Entries from a dataset:
* START *

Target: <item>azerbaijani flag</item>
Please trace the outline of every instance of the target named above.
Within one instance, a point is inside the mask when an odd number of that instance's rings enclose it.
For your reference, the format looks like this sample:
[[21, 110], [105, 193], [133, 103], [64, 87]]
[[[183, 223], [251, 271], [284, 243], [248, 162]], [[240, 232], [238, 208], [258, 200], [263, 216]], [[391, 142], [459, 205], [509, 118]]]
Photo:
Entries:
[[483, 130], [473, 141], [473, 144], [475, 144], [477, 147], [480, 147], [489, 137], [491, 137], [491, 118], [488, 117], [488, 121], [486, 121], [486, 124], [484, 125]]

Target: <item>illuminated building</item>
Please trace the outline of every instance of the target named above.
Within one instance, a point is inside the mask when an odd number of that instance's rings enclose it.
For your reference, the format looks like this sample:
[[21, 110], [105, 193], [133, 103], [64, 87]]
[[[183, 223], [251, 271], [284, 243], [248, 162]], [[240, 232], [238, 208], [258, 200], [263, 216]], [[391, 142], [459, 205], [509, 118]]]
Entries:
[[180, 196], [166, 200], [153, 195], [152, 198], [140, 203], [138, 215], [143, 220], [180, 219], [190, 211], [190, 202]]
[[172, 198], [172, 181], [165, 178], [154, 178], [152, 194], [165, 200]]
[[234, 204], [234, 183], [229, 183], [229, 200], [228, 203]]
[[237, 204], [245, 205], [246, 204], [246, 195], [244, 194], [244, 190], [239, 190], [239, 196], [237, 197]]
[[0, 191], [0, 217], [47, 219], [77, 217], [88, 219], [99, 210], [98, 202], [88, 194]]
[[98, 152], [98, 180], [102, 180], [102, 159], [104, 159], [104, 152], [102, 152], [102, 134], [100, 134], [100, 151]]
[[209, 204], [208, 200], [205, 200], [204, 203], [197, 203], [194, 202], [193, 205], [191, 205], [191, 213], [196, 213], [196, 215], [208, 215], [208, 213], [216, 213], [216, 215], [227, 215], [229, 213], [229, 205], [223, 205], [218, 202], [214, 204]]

* END *

Written task - Can you rewrite the listing above with every "trace the outline" replaced by "draw the contour" and nothing else changed?

The result -
Target: <item>azerbaijani flag</item>
Please draw the contour of every instance of the target named above.
Within one instance, a point is inside the mask when an odd number of that instance's rings enclose it.
For your reference, the format looks like this sample:
[[21, 110], [105, 193], [133, 103], [64, 87]]
[[[183, 223], [251, 271], [284, 243], [248, 162]], [[240, 232], [238, 208], [258, 200], [263, 216]], [[391, 142], [459, 205], [509, 118]]]
Photo:
Entries:
[[483, 130], [473, 141], [473, 144], [475, 144], [477, 147], [480, 147], [489, 137], [491, 137], [491, 118], [488, 117], [488, 121], [486, 121], [486, 124], [484, 125]]

Target: <item>illuminated building</item>
Please draw the contour of every instance of the target named above.
Within one instance, a point is inside the mask when an odd number of that instance's rings enclose it.
For your reference, the format looks like this sample:
[[21, 110], [105, 193], [133, 103], [64, 87]]
[[[183, 223], [251, 271], [284, 243], [248, 162]], [[240, 232], [238, 208], [258, 200], [263, 216]], [[391, 142], [459, 205], [509, 118]]]
Entries:
[[180, 196], [166, 200], [153, 195], [152, 198], [140, 203], [138, 215], [143, 220], [180, 219], [190, 211], [190, 202]]
[[172, 198], [172, 181], [165, 178], [154, 178], [152, 194], [165, 200]]
[[234, 204], [234, 183], [229, 183], [229, 200], [228, 203]]
[[237, 204], [245, 205], [246, 204], [246, 195], [244, 194], [244, 190], [239, 190], [239, 196], [237, 197]]
[[0, 191], [0, 217], [47, 219], [77, 217], [88, 219], [99, 210], [98, 202], [88, 194]]
[[98, 152], [98, 180], [102, 180], [102, 159], [104, 159], [104, 152], [102, 152], [102, 134], [100, 134], [100, 151]]
[[209, 204], [208, 200], [205, 200], [204, 203], [197, 203], [194, 202], [193, 205], [191, 205], [191, 213], [196, 213], [196, 215], [208, 215], [208, 213], [216, 213], [216, 215], [227, 215], [229, 213], [229, 205], [223, 205], [218, 202], [214, 204]]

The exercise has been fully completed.